PROBLEM TO SOLVE
Restate the entries word for word, leaving nothing out.

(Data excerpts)

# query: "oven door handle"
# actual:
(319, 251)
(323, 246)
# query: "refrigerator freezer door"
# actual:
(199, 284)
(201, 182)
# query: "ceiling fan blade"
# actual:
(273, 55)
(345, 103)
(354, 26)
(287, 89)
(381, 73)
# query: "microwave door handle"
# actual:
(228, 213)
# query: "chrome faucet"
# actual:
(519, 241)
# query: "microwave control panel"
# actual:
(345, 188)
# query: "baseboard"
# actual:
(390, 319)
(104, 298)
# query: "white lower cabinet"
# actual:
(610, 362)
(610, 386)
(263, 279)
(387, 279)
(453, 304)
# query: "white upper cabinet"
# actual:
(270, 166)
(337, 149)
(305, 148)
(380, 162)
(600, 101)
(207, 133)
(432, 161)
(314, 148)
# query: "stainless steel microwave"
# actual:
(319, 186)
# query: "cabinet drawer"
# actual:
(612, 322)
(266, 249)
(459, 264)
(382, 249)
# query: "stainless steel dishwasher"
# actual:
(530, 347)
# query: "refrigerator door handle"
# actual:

WRITTEN ANSWER
# query: "oven door handle"
# actual:
(319, 251)
(323, 246)
# query: "refrigerator freezer door"
# actual:
(199, 284)
(201, 182)
# query: "ceiling fan blade"
# actual:
(273, 55)
(345, 103)
(354, 26)
(287, 89)
(381, 73)
# query: "microwave door handle"
# actual:
(228, 213)
# query: "chrome faucet"
# actual:
(519, 241)
# query: "microwave control panel"
# actual:
(345, 188)
# query: "baseboard"
# actual:
(390, 319)
(104, 298)
# query: "white lower cabinet"
# actual:
(610, 362)
(610, 386)
(263, 279)
(387, 279)
(453, 304)
# query: "white upper cabinet"
# actual:
(270, 166)
(337, 149)
(305, 148)
(380, 162)
(600, 101)
(207, 133)
(432, 161)
(314, 148)
# query: "stainless steel microwave"
# actual:
(319, 186)
# query: "cabinet drawer"
# actual:
(612, 322)
(266, 249)
(459, 264)
(382, 249)
# query: "stainless steel dishwasher"
# actual:
(530, 347)
# query: "refrigerator door handle"
# actual:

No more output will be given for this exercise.